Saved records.
** Start **

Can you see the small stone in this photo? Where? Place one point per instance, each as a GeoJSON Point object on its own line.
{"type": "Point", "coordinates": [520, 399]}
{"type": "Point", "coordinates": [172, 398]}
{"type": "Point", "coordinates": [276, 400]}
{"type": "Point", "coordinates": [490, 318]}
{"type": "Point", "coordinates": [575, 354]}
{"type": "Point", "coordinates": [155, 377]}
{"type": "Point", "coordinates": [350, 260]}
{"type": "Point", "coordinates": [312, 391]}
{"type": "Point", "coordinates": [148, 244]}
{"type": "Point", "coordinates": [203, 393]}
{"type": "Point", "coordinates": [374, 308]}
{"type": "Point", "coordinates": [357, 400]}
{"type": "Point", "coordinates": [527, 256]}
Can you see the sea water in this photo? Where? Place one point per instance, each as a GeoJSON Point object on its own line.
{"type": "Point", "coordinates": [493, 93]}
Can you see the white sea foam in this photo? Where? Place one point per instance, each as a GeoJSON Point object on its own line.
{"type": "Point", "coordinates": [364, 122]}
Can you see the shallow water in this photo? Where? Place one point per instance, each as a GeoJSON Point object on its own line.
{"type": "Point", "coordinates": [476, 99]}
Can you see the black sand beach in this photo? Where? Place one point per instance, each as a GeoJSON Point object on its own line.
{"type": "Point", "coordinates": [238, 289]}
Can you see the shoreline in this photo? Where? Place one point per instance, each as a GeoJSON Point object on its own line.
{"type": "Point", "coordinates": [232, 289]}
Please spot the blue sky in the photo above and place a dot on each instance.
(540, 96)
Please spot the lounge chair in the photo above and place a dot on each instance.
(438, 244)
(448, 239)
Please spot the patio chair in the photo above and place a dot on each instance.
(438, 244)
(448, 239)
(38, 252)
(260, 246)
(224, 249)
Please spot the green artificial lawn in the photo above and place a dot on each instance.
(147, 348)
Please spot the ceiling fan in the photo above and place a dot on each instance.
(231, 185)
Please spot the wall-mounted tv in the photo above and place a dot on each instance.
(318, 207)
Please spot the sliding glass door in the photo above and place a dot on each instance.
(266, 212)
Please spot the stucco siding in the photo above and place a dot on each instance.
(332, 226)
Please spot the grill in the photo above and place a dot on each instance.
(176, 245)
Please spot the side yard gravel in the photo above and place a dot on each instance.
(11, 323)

** End **

EXERCISE AIM. Update the entries by changing every "place a dot" to "put a mark" and leaving everything else untouched.

OUTPUT FOR THIS EXERCISE.
Can you see the small stone in this photo? Where? Place one point per instance, each as a GeoJSON Point object on its own line.
{"type": "Point", "coordinates": [520, 399]}
{"type": "Point", "coordinates": [172, 398]}
{"type": "Point", "coordinates": [276, 400]}
{"type": "Point", "coordinates": [490, 318]}
{"type": "Point", "coordinates": [575, 354]}
{"type": "Point", "coordinates": [155, 377]}
{"type": "Point", "coordinates": [350, 260]}
{"type": "Point", "coordinates": [312, 391]}
{"type": "Point", "coordinates": [148, 244]}
{"type": "Point", "coordinates": [203, 393]}
{"type": "Point", "coordinates": [374, 308]}
{"type": "Point", "coordinates": [357, 400]}
{"type": "Point", "coordinates": [527, 256]}
Can you see the sea water in this photo? Where? Place one point per instance, each as a GeoJSON Point object on its own line.
{"type": "Point", "coordinates": [493, 93]}
Can you see the white sea foam in this photo? Where? Place one point per instance, each as a GeoJSON Point object on its own line.
{"type": "Point", "coordinates": [364, 122]}
Can you see the shallow water in this photo? Where? Place one point per instance, each as a GeoJSON Point object on its own line.
{"type": "Point", "coordinates": [476, 99]}
Can you see the black sand beach in this photo? Where? Place one point per instance, each as a GeoJSON Point object on its own line.
{"type": "Point", "coordinates": [238, 289]}
Can you see the shoreline in this photo? Where? Place one point per instance, each as a GeoJSON Point object on its own line.
{"type": "Point", "coordinates": [232, 289]}
Please spot the blue sky in the photo above and put a mark on each instance.
(540, 96)
Please spot the lounge chair in the photo above and put a mark on each instance.
(438, 244)
(448, 239)
Please spot the patio chair in the photo above and put a mark on each instance.
(438, 244)
(448, 239)
(38, 252)
(260, 246)
(224, 249)
Please spot the green artificial lawn in the photo above and put a mark on each instance.
(147, 348)
Please spot the ceiling fan in the photo above and put a mark on each instance.
(231, 185)
Please spot the wall-mounted tv in the photo above and put a mark on each instance.
(318, 207)
Please spot the sliding glass door in the photo above and put a mark on each instance.
(266, 212)
Please spot the stucco siding in the photo above and put a mark on each instance.
(332, 226)
Please spot the grill in the photo above and put a mark on each instance.
(176, 245)
Please spot the side yard gravel in the photo above and put a mark on each instance.
(11, 323)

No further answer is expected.